**WRITTEN TASK**
Recast the records from the line with "-- select a point on the nose, one" up to and including the line with "[(577, 295)]" as a Markdown table with the columns Number and Entry. Give each line its own row and leave out blank lines.
[start of DATASET ENTRIES]
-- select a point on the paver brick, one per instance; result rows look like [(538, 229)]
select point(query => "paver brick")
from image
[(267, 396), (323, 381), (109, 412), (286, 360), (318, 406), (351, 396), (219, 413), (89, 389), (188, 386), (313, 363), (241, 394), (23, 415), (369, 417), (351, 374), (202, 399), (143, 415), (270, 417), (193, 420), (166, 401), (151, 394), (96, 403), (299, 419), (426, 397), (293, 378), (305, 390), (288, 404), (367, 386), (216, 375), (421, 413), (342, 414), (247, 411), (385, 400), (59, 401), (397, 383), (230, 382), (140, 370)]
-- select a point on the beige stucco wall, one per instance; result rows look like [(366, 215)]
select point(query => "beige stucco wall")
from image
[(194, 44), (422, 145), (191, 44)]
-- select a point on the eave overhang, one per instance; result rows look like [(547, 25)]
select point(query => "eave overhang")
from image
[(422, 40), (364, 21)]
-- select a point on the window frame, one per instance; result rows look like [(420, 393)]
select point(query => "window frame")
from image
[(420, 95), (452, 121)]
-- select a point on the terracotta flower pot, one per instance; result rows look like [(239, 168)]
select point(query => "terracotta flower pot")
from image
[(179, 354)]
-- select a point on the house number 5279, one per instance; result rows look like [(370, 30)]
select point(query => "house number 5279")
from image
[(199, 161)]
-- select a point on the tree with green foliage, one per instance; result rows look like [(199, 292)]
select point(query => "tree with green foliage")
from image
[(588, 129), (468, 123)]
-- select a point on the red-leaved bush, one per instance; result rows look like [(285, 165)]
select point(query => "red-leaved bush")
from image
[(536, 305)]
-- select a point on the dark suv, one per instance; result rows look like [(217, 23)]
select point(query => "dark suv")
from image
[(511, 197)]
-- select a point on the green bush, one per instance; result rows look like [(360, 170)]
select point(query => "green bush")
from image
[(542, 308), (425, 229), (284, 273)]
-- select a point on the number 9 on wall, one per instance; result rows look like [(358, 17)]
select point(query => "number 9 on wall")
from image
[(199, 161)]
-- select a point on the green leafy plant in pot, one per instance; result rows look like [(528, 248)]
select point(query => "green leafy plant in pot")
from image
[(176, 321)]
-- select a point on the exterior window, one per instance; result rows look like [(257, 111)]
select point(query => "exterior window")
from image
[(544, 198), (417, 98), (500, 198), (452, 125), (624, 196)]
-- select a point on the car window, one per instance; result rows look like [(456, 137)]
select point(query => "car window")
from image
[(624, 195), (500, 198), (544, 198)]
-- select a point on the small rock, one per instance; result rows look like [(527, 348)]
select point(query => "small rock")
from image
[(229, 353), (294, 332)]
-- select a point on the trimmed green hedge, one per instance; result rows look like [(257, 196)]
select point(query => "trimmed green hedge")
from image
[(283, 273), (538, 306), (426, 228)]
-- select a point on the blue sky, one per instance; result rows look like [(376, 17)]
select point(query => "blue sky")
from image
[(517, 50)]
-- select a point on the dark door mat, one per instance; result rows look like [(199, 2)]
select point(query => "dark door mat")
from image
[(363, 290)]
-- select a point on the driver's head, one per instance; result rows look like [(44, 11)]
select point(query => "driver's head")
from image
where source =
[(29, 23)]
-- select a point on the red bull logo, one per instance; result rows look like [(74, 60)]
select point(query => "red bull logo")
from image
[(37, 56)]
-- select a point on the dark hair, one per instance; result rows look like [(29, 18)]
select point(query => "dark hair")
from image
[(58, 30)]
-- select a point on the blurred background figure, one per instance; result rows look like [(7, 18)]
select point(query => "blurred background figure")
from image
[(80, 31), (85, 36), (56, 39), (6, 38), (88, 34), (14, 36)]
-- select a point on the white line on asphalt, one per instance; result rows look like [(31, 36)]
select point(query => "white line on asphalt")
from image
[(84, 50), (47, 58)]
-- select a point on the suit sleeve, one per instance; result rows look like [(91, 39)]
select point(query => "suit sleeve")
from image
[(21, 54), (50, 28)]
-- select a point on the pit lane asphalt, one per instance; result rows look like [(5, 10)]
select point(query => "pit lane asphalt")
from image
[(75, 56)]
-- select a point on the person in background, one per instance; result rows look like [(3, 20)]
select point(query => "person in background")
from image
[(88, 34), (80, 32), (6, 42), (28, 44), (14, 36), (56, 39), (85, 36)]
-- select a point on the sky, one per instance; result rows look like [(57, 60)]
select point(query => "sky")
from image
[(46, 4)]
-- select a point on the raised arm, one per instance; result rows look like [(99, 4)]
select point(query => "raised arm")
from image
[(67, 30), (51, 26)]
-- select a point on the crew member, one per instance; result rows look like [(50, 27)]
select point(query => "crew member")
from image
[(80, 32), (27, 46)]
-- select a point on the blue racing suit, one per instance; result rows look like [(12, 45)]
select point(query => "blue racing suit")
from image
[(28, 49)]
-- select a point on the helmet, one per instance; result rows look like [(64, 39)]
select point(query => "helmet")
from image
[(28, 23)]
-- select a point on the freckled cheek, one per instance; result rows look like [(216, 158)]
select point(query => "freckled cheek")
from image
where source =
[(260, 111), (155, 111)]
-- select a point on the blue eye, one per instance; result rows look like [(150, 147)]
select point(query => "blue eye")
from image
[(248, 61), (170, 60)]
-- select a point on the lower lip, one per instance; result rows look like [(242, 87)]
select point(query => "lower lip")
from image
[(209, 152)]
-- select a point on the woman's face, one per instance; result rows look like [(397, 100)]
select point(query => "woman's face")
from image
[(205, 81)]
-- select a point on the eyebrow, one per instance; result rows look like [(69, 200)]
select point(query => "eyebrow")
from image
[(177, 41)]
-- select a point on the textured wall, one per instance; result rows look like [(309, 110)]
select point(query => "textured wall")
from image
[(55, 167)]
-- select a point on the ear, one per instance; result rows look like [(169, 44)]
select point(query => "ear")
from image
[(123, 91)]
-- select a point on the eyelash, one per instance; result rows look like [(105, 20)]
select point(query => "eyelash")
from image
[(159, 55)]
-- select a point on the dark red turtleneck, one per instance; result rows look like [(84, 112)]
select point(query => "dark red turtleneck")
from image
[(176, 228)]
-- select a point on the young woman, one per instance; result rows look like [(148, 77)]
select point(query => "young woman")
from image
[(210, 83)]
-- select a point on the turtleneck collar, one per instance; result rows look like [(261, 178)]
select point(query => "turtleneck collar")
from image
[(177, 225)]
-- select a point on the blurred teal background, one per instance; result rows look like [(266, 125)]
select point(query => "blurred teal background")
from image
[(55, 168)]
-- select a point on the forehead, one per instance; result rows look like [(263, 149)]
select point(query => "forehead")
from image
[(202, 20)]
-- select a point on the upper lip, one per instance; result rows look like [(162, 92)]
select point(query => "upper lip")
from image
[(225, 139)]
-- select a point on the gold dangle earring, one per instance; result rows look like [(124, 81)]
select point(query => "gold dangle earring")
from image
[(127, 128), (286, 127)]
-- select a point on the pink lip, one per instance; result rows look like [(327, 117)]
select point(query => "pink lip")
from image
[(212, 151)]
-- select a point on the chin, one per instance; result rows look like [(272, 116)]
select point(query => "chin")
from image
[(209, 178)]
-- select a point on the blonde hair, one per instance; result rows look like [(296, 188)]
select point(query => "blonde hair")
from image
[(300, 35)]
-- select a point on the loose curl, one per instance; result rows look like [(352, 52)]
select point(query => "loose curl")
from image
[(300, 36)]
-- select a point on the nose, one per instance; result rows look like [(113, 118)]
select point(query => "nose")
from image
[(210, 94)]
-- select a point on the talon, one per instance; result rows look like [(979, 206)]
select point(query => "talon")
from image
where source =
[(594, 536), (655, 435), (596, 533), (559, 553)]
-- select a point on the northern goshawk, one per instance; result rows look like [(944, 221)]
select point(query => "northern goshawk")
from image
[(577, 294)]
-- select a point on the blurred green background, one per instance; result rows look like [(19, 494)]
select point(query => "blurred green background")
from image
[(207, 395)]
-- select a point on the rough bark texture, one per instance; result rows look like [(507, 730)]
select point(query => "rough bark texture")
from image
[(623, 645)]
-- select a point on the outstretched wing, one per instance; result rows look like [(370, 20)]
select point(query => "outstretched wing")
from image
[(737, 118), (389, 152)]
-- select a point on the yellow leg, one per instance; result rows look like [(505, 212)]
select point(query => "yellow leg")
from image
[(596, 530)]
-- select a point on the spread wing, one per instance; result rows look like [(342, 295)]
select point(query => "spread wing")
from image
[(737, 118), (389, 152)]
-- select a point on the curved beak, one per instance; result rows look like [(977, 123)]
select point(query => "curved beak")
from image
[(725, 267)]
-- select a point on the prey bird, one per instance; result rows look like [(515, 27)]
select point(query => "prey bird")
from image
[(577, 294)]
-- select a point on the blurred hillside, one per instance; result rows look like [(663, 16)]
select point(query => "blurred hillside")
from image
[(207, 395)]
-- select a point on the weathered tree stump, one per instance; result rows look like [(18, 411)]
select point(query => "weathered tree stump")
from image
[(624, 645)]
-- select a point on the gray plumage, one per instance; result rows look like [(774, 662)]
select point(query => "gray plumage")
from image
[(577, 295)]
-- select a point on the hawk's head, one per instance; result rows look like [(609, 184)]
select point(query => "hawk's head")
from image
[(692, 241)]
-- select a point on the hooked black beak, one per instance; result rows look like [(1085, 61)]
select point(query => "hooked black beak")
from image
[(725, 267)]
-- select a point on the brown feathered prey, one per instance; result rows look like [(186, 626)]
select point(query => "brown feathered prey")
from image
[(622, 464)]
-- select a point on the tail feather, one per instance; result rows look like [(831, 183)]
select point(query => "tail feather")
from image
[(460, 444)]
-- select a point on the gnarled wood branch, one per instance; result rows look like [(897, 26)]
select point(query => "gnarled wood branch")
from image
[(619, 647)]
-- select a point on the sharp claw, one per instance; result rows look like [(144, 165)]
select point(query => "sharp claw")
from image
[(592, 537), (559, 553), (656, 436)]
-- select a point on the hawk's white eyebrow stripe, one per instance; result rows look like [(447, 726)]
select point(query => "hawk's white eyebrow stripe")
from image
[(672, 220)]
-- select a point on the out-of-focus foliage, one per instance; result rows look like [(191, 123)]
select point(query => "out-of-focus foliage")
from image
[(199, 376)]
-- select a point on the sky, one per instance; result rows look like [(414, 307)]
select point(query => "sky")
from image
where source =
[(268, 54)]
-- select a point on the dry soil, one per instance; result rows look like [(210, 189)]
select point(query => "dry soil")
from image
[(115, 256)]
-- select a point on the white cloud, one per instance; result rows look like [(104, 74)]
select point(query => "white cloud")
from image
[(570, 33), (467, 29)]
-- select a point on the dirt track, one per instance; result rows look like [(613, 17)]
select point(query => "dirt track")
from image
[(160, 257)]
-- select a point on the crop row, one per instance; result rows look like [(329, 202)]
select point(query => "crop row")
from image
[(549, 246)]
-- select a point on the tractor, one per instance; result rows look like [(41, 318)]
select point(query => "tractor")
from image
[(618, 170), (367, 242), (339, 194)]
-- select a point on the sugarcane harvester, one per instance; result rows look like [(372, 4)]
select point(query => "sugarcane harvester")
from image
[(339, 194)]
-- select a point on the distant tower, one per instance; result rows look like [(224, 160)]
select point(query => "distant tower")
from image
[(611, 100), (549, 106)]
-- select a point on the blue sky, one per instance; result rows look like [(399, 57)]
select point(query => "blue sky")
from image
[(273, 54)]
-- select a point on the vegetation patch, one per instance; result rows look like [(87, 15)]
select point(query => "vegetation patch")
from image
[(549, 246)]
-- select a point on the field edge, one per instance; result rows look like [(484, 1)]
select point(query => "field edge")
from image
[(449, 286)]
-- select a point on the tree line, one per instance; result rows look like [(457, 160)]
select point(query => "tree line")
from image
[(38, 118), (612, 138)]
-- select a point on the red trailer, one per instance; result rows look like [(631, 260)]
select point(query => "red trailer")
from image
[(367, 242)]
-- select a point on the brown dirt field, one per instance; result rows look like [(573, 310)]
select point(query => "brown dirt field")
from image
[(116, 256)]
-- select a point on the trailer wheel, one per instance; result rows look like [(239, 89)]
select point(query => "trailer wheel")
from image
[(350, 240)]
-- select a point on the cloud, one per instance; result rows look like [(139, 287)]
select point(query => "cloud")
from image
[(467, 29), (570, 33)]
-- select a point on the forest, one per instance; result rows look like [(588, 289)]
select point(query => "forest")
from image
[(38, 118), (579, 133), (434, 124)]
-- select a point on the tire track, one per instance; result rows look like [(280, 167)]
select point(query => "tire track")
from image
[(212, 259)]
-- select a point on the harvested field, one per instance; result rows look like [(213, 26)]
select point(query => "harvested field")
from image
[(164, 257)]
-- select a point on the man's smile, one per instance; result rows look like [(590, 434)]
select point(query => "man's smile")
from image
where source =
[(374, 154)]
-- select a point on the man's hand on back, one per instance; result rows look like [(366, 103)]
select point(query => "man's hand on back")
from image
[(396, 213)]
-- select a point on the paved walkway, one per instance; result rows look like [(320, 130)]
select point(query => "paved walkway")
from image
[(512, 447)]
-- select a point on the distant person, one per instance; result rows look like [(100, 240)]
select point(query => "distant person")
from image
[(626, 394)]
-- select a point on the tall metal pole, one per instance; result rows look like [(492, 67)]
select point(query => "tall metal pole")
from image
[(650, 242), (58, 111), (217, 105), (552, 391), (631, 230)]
[end of DATASET ENTRIES]
**RESPONSE TO THE TASK**
| Number | Entry |
|---|---|
| 1 | -- select a point on the nose, one per instance; result rows look like [(113, 118)] |
| 2 | select point(query => "nose") |
| 3 | from image |
| 4 | [(210, 94)] |
| 5 | -- select a point on the talon, one per instance; result rows look like [(979, 206)] |
| 6 | select point(query => "talon") |
| 7 | from image |
| 8 | where source = |
| 9 | [(594, 536), (655, 435), (596, 533), (559, 553)] |
| 10 | -- select a point on the northern goshawk, one per instance; result rows look like [(944, 221)] |
| 11 | select point(query => "northern goshawk") |
| 12 | from image |
| 13 | [(577, 294)] |
| 14 | -- select a point on the blurred green background, one per instance; result rows look like [(19, 494)] |
| 15 | select point(query => "blurred green background") |
| 16 | from image |
| 17 | [(207, 395)] |
| 18 | -- select a point on the rough bark texture, one per instance; result rows look like [(507, 730)] |
| 19 | select point(query => "rough bark texture") |
| 20 | from image |
| 21 | [(623, 645)] |
| 22 | -- select a point on the outstretched wing, one per instance; result rows look like [(370, 20)] |
| 23 | select point(query => "outstretched wing") |
| 24 | from image |
| 25 | [(737, 118), (389, 152)] |
| 26 | -- select a point on the yellow leg, one per instance; result rows look like [(505, 212)] |
| 27 | select point(query => "yellow leg") |
| 28 | from image |
| 29 | [(596, 530)] |
| 30 | -- select a point on the spread wing, one per instance; result rows look like [(342, 295)] |
| 31 | select point(query => "spread wing") |
| 32 | from image |
| 33 | [(737, 118), (389, 152)] |
| 34 | -- select a point on the curved beak, one per instance; result rows look like [(977, 123)] |
| 35 | select point(query => "curved beak") |
| 36 | from image |
| 37 | [(725, 267)] |
| 38 | -- select a point on the prey bird, one per instance; result rows look like [(515, 27)] |
| 39 | select point(query => "prey bird") |
| 40 | from image |
| 41 | [(577, 294)] |
| 42 | -- select a point on the blurred hillside, one per instance; result rows look like [(663, 16)] |
| 43 | select point(query => "blurred hillside") |
| 44 | from image |
| 45 | [(207, 395)] |
| 46 | -- select a point on the weathered tree stump, one per instance; result rows look like [(18, 411)] |
| 47 | select point(query => "weathered tree stump") |
| 48 | from image |
| 49 | [(624, 645)] |
| 50 | -- select a point on the gray plumage, one per instance; result rows look like [(774, 662)] |
| 51 | select point(query => "gray plumage") |
| 52 | from image |
| 53 | [(577, 295)] |